Write out all of the data below word for word, leaving out the pictures.

● ● ● ● ● ● ●

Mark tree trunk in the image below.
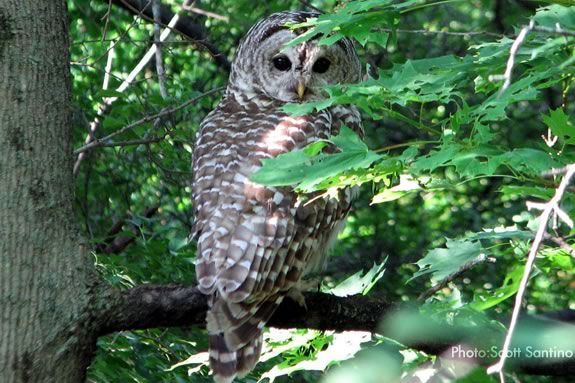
[0,0,97,383]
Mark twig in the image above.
[95,206,160,254]
[384,28,505,38]
[487,164,575,382]
[545,233,575,258]
[74,87,225,154]
[417,254,495,301]
[112,0,231,71]
[90,136,165,148]
[299,0,325,13]
[489,20,535,94]
[72,41,115,175]
[152,0,168,100]
[531,24,575,37]
[489,20,575,94]
[73,0,187,175]
[102,0,112,41]
[182,4,230,23]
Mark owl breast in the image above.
[194,94,351,300]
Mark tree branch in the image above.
[112,0,231,71]
[99,285,575,376]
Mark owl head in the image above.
[228,12,361,102]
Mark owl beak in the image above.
[297,80,305,100]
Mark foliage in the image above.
[69,0,575,383]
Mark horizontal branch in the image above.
[74,87,225,154]
[99,285,575,376]
[113,0,231,71]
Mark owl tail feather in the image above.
[209,331,263,383]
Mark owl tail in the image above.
[206,294,283,383]
[209,331,263,383]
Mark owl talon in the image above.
[287,288,307,311]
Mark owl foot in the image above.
[287,287,307,311]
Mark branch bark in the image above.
[99,285,575,376]
[112,0,231,72]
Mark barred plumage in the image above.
[193,12,361,382]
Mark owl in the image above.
[192,12,362,382]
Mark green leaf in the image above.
[410,238,482,283]
[329,258,387,297]
[469,265,525,311]
[543,109,575,145]
[250,127,381,193]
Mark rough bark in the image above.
[99,285,575,376]
[0,0,101,383]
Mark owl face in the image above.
[230,12,361,102]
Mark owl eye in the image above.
[312,57,331,73]
[272,56,291,72]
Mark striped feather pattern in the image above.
[192,12,362,382]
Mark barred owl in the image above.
[193,12,362,382]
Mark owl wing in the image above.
[193,105,361,382]
[193,107,304,381]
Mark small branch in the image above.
[377,28,505,38]
[487,164,575,376]
[74,87,225,154]
[545,233,575,258]
[112,0,231,72]
[299,0,325,14]
[489,20,535,94]
[72,42,115,175]
[89,137,165,148]
[182,4,230,23]
[95,206,160,254]
[489,20,575,94]
[73,2,179,175]
[152,0,168,100]
[417,254,495,301]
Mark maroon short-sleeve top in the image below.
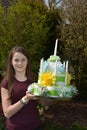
[0,79,41,130]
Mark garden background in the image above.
[0,0,87,130]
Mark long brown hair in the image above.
[6,46,34,98]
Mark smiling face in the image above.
[12,52,28,73]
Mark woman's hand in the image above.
[24,91,39,101]
[39,98,54,107]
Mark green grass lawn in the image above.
[0,114,87,130]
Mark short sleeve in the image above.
[0,78,8,89]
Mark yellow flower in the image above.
[40,72,56,86]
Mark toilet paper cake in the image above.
[28,40,77,98]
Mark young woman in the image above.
[1,47,41,130]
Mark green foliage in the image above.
[61,0,87,85]
[0,1,48,72]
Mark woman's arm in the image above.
[1,88,24,118]
[1,88,35,118]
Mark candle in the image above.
[54,61,57,75]
[63,61,65,68]
[40,58,43,74]
[54,39,58,56]
[65,61,68,86]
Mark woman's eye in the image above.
[15,59,19,62]
[22,59,26,61]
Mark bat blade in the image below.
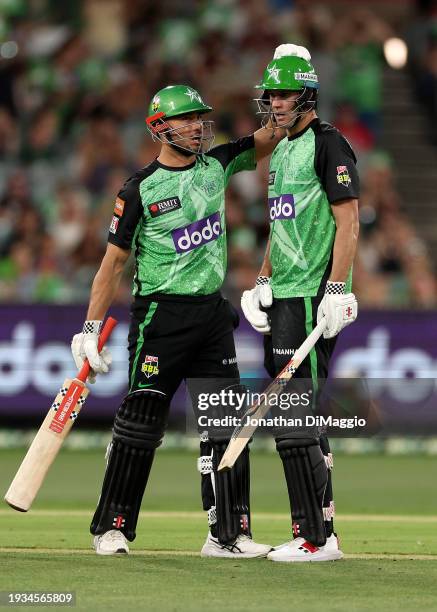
[5,378,89,512]
[5,317,117,512]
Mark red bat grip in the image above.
[76,317,117,382]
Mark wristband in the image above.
[325,281,346,295]
[82,321,103,334]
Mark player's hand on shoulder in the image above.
[317,281,358,338]
[241,276,273,334]
[71,321,112,383]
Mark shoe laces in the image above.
[105,529,126,543]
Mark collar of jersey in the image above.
[287,117,320,140]
[155,159,197,172]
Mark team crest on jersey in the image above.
[200,180,217,196]
[109,216,120,234]
[114,198,125,217]
[337,166,352,187]
[147,196,182,218]
[141,355,159,378]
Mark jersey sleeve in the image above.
[207,134,256,183]
[108,178,143,249]
[314,130,360,204]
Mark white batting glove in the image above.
[241,276,273,334]
[71,321,112,384]
[317,281,358,338]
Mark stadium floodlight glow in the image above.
[384,38,408,70]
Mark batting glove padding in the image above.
[241,276,273,334]
[317,281,358,338]
[71,321,112,384]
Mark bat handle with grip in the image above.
[76,317,117,383]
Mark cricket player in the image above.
[241,45,359,562]
[72,85,285,558]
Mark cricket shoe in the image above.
[93,529,129,555]
[200,532,272,559]
[267,533,343,563]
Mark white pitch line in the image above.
[0,547,437,563]
[0,508,437,523]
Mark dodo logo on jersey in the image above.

● ● ● ● ● ● ●

▶ FINISHED EXERCISE:
Mark tree trunk in the image below.
[0,0,97,383]
Mark twig in the image above.
[95,206,160,254]
[384,28,505,38]
[487,164,575,382]
[545,233,575,258]
[74,87,225,154]
[417,254,495,301]
[112,0,231,71]
[90,136,165,148]
[299,0,325,13]
[489,20,535,94]
[72,41,115,175]
[152,0,168,100]
[531,24,575,37]
[489,20,575,94]
[73,0,187,175]
[102,0,112,41]
[182,4,230,23]
Mark owl breast in the image above.
[194,94,351,300]
Mark tree branch in the image above.
[112,0,231,71]
[99,285,575,376]
Mark owl head in the image above.
[228,12,361,102]
Mark owl beak in the image above.
[297,80,305,100]
Mark foliage in the image above.
[69,0,575,383]
Mark horizontal branch in the image above.
[74,87,225,154]
[99,285,575,376]
[113,0,231,71]
Mark owl tail feather in the image above.
[209,331,263,383]
Mark owl tail in the image above.
[206,294,283,383]
[209,331,263,383]
Mark owl talon in the image above.
[287,288,307,311]
Mark owl foot in the image above.
[287,287,307,311]
Mark branch bark in the image above.
[99,285,575,376]
[112,0,231,72]
Mark barred plumage in the image above.
[193,12,361,382]
Mark owl in the image above.
[192,12,362,382]
Mark green leaf in the image above.
[410,238,482,283]
[329,258,387,297]
[469,265,525,311]
[543,109,575,145]
[250,127,381,193]
Mark rough bark in the image above.
[99,285,575,376]
[0,0,101,383]
Mark owl face in the image above.
[230,12,361,102]
Mark owl eye in the image above.
[312,57,331,73]
[272,56,291,72]
Mark striped feather pattern in the image above.
[192,12,362,382]
Mark barred owl in the image above.
[193,12,362,382]
Mark owl wing in the image above.
[193,105,361,382]
[193,107,304,381]
Mark small branch in the image above.
[377,28,505,38]
[487,164,575,376]
[74,87,225,154]
[545,233,575,258]
[112,0,231,72]
[299,0,325,14]
[489,20,535,94]
[72,42,115,175]
[89,137,165,148]
[182,4,230,23]
[95,206,160,254]
[489,20,575,94]
[73,2,179,175]
[152,0,168,100]
[417,254,495,301]
Mark maroon short-sleeve top in the image below.
[0,79,41,130]
Mark garden background in the image above.
[0,0,87,130]
Mark long brown hair in the image above.
[6,46,34,98]
Mark smiling face in the image above.
[12,52,28,73]
Mark woman's hand in the image above.
[24,91,39,101]
[39,98,54,107]
Mark green grass lawn in the image above.
[0,114,87,130]
Mark short sleeve in the image above.
[0,78,8,89]
Mark yellow flower in the image above.
[40,72,56,86]
Mark toilet paper cake in the image above.
[28,40,77,98]
Mark young woman in the image above.
[1,47,41,130]
Mark green foliage in the image above.
[61,0,87,85]
[0,1,48,72]
Mark woman's arm in the image above.
[1,88,24,118]
[1,88,35,118]
Mark candle in the image above.
[54,61,57,75]
[63,61,65,68]
[40,58,43,74]
[54,39,58,56]
[65,61,68,86]
Mark woman's eye in the image above.
[15,59,19,62]
[22,59,26,61]
Mark bat blade in the image below.
[5,378,89,512]
[5,317,117,512]
Mark red bat grip in the image above.
[76,317,117,382]
Mark wristband in the image above.
[325,281,346,295]
[82,321,103,334]
Mark player's hand on shoulder in the image above.
[317,281,358,338]
[241,276,273,334]
[71,321,112,383]
Mark shoe laces in the image above.
[105,529,126,543]
Mark collar of jersey in the image above.
[287,117,320,140]
[155,159,197,172]
Mark team crest on jersey in the image above.
[200,180,217,196]
[109,216,120,234]
[114,198,125,217]
[337,166,352,187]
[147,196,182,218]
[141,355,159,378]
Mark jersey sleeve in the image above.
[207,134,256,183]
[108,178,143,249]
[314,130,360,204]
Mark white batting glove in the image above.
[241,276,273,334]
[71,321,112,384]
[317,281,358,338]
Mark stadium floodlight glow in the image above.
[384,38,408,70]
Mark batting glove padding in the image above.
[241,276,273,334]
[317,281,358,338]
[71,321,112,384]
Mark bat handle with grip in the image above.
[76,317,117,383]
Mark cricket player in the image above.
[241,45,359,562]
[72,85,285,558]
Mark cricket shoe in the image above.
[93,529,129,555]
[200,532,272,559]
[267,533,343,563]
Mark white pitch line in the image above.
[0,547,437,563]
[0,508,437,523]
Mark dodo logo on jersey in the image above.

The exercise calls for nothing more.